▶ **Goal**
Retype all of the data below word for word, keeping every line in its original order.

....

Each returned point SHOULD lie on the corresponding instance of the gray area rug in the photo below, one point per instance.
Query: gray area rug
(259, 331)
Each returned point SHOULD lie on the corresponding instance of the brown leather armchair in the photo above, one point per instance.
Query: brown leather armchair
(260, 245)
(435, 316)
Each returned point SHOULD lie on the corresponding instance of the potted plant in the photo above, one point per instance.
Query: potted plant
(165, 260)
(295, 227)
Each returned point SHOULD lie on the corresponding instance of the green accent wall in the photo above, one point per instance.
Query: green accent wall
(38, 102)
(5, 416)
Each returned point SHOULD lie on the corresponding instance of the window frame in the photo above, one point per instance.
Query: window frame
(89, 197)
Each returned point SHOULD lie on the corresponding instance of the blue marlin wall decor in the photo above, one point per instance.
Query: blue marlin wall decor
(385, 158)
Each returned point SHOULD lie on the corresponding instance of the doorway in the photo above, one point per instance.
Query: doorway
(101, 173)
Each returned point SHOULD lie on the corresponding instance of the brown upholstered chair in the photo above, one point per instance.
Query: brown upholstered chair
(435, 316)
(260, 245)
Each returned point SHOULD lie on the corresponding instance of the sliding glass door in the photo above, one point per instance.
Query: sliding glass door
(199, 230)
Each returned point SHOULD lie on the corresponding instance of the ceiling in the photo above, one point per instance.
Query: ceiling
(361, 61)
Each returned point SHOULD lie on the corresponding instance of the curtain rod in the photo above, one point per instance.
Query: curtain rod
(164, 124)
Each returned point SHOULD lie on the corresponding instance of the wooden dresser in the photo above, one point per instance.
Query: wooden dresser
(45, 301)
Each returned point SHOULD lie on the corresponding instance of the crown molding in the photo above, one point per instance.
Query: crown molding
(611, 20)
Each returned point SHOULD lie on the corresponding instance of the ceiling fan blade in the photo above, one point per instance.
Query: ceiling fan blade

....

▶ **Full solution**
Each returned point SHOULD lie on the corresponding instance of the gray area rug in the photo below, one point per instance.
Query: gray area rug
(259, 331)
Each returned point SHOULD lie on the corresponding instance of the brown leather armchair in the photo above, one point per instance.
Query: brown leather armchair
(260, 245)
(435, 316)
Each returned point SHOULD lie on the corresponding instance of the potted plant in the photo above, one point per instance.
Query: potted plant
(165, 260)
(295, 227)
Each returned point SHOULD lie on the corresponding instance of the green accent wall in the photo above, one point per instance.
Query: green accent wall
(38, 102)
(5, 416)
Each returned point SHOULD lie on the corresponding instance of the window frame in the photo above, one point per instance.
Query: window frame
(89, 197)
Each returned point SHOULD lie on the corresponding instance of the blue marlin wall decor in the photo above, one point per instance.
Query: blue marlin wall decor
(385, 158)
Each returned point SHOULD lie on the corresponding instance of the doorway in the photo above, one point per instance.
Query: doorway
(101, 173)
Each returned point SHOULD lie on the corresponding instance of the brown upholstered chair in the photo above, one point per instance.
Query: brown upholstered chair
(435, 316)
(260, 245)
Each returned point SHOULD lie on the corresponding instance of the sliding glass door in the photo above, one point per instance.
Query: sliding glass door
(199, 230)
Each returned point SHOULD lie on the corresponding instance of the ceiling in the photo above, one point per instance.
Query: ceiling
(361, 61)
Each returned point SHOULD lie on the corresponding instance of the curtain rod in the photo above, one point per instance.
Query: curtain rod
(164, 124)
Each returned point SHOULD lie on the corresponding instance of the wooden dresser in the photo above, one point per instance.
Query: wooden dresser
(45, 301)
Each returned point SHOULD lie on the corresponding instance of the crown molding in the photo above, one point per instance.
Query: crown molding
(611, 20)
Each returned point SHOULD lie on the corresponding instance of the ceiling fan blade in the photo above, one point per instance.
Query: ceiling fan blade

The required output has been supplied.